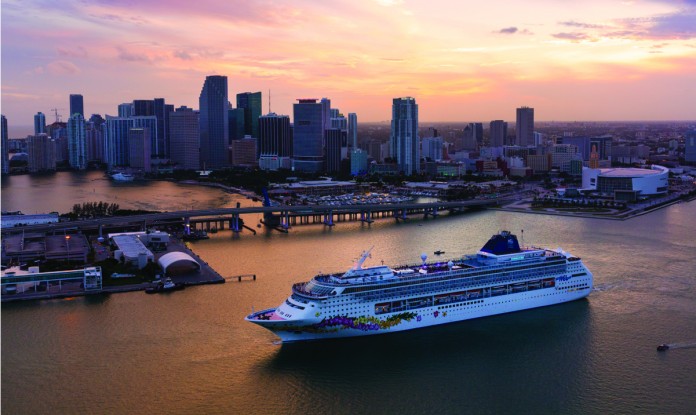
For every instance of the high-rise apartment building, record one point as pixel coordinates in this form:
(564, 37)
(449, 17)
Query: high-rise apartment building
(126, 110)
(39, 123)
(275, 142)
(244, 152)
(161, 112)
(250, 102)
(333, 138)
(524, 126)
(116, 141)
(77, 142)
(143, 107)
(432, 148)
(94, 138)
(690, 147)
(139, 148)
(308, 135)
(76, 105)
(358, 162)
(353, 130)
(41, 151)
(150, 122)
(185, 139)
(404, 143)
(498, 133)
(5, 145)
(214, 124)
(325, 113)
(477, 133)
(235, 118)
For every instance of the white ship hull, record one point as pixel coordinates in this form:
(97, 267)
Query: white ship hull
(518, 285)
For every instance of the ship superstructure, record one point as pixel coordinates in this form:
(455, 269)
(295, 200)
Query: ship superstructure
(502, 277)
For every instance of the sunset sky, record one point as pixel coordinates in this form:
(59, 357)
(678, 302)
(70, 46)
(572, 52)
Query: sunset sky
(461, 60)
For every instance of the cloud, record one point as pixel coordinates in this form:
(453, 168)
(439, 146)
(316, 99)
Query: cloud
(78, 52)
(61, 67)
(127, 56)
(583, 25)
(573, 37)
(389, 3)
(680, 25)
(182, 54)
(513, 30)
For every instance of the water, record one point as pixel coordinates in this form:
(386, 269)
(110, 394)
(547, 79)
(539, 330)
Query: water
(191, 351)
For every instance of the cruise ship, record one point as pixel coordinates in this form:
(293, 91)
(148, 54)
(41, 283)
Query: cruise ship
(501, 278)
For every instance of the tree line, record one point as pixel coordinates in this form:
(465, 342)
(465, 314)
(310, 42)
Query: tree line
(94, 209)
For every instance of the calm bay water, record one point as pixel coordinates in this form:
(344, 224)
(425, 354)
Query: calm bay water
(191, 352)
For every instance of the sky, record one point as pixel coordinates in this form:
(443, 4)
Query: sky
(462, 60)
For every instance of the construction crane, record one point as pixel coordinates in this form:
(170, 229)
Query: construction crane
(55, 112)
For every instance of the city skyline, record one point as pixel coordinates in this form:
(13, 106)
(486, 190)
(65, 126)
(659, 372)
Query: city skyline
(461, 64)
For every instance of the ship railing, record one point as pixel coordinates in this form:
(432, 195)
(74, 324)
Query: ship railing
(299, 289)
(436, 286)
(425, 278)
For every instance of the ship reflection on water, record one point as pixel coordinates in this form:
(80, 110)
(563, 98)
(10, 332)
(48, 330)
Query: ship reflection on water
(454, 358)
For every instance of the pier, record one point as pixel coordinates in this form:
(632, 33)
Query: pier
(274, 216)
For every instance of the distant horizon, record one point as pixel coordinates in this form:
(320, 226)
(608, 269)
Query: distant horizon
(460, 60)
(22, 131)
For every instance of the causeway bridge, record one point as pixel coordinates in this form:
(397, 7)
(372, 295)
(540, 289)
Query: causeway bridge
(282, 217)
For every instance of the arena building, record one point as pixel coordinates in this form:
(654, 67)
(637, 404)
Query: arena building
(626, 183)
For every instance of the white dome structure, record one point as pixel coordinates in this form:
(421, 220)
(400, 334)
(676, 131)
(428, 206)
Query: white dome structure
(178, 262)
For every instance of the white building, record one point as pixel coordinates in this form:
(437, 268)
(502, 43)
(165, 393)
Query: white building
(645, 182)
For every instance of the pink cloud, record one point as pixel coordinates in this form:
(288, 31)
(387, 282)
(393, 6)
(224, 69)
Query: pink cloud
(61, 67)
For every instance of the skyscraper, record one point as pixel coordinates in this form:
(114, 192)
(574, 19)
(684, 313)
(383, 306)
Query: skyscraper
(275, 142)
(160, 141)
(250, 102)
(524, 126)
(333, 142)
(214, 124)
(325, 113)
(139, 150)
(432, 148)
(76, 105)
(116, 141)
(77, 143)
(477, 132)
(236, 123)
(143, 107)
(94, 138)
(185, 138)
(404, 144)
(126, 110)
(41, 150)
(4, 144)
(690, 147)
(308, 135)
(39, 123)
(353, 130)
(150, 122)
(498, 133)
+===+
Leave out the pictures and output the rest of the material exactly as written.

For every instance of the high-rise apartment building, record one point as pixel coordinates in this form:
(564, 37)
(449, 17)
Query: high-rise apartment building
(126, 110)
(39, 123)
(275, 142)
(244, 152)
(161, 112)
(250, 102)
(333, 138)
(524, 126)
(116, 141)
(77, 142)
(143, 107)
(432, 148)
(94, 138)
(690, 147)
(139, 148)
(308, 135)
(76, 105)
(358, 162)
(353, 130)
(41, 151)
(150, 122)
(185, 139)
(404, 143)
(498, 133)
(5, 145)
(214, 124)
(325, 113)
(477, 133)
(235, 118)
For every instance of the white ship hull, record one point as pixel coordinates in this form:
(97, 267)
Query: white ship hull
(518, 285)
For every instance of the ship superstructure, record one point as pixel coordinates in this form:
(455, 269)
(295, 200)
Query: ship superstructure
(502, 277)
For every instance of the sunset sky, record one point as pixel coordinates in this form:
(59, 357)
(678, 302)
(70, 46)
(572, 52)
Query: sunset sky
(461, 60)
For every instance of the cloud, record one point as pixel coordinates in this form:
(453, 168)
(439, 146)
(316, 99)
Query: cloud
(78, 52)
(61, 67)
(127, 56)
(583, 25)
(573, 37)
(389, 3)
(680, 25)
(182, 54)
(513, 30)
For every instance of the water, record one point as pixel coordinates in this form:
(386, 269)
(110, 394)
(547, 79)
(539, 330)
Query: water
(191, 351)
For every instance of the cruise ship, record one point as pixel coordinates in this form:
(293, 91)
(148, 54)
(41, 283)
Query: cruise ship
(501, 278)
For every instance of the tree line, record one point as pixel coordinates in this form:
(465, 342)
(465, 314)
(310, 42)
Query: tree line
(94, 209)
For every instance of the calm bay water, record one point as pixel coordinates in this form:
(344, 224)
(425, 354)
Query: calm bay water
(191, 352)
For every instance of the sky, record one point as pixel coordinates in this form:
(443, 4)
Query: sky
(462, 60)
For every instance of the construction crane, record one point as pixel coordinates in this form:
(170, 229)
Query: construction crane
(55, 112)
For every instance of the city skyline, record one point as pixel coordinates in this form:
(13, 106)
(486, 190)
(65, 126)
(659, 372)
Query: city skyline
(461, 64)
For every instance of the ship railing, record one point as pixel coordinates in this form:
(432, 195)
(74, 324)
Query: ship railing
(299, 289)
(436, 286)
(425, 278)
For every instance of the ship reflection on water, record one point as pixel coordinates in this form:
(80, 110)
(563, 98)
(10, 332)
(48, 330)
Query: ship reflection on water
(454, 358)
For every instance of the pier, record one point as pixel coordinates in this form:
(632, 33)
Query: pier
(274, 216)
For every instance of the distant horizon, record one point as pixel coordinates in this form:
(320, 226)
(608, 269)
Query: distant horizon
(460, 60)
(22, 131)
For every instance of the causeway bridge, record one point as pixel coordinates in this form:
(397, 7)
(372, 295)
(540, 289)
Query: causeway bridge
(282, 217)
For every instance of the arena building, record one point as pixel coordinates in this form:
(654, 67)
(637, 404)
Query: arena building
(626, 183)
For every instance of the white dome structure, record one point as pixel coordinates in this form:
(421, 220)
(400, 334)
(676, 131)
(428, 206)
Query: white dome structure
(178, 262)
For every instance of the white building, record one point as pixel coordinates in this form:
(437, 268)
(502, 43)
(165, 393)
Query: white building
(645, 182)
For every instance of the pink cloud, record one point as pixel coordinates in this form:
(288, 31)
(387, 282)
(393, 6)
(224, 69)
Query: pink cloud
(61, 67)
For every instance of the skyscraper, record one point as pixel coordinates in this form:
(114, 192)
(574, 19)
(684, 313)
(383, 306)
Query: skyscraper
(275, 142)
(160, 141)
(250, 102)
(524, 126)
(333, 142)
(214, 124)
(325, 113)
(139, 150)
(432, 148)
(76, 105)
(116, 141)
(77, 143)
(477, 132)
(236, 123)
(143, 107)
(94, 138)
(185, 138)
(404, 144)
(126, 110)
(41, 150)
(4, 144)
(690, 147)
(308, 135)
(39, 123)
(353, 130)
(150, 122)
(498, 133)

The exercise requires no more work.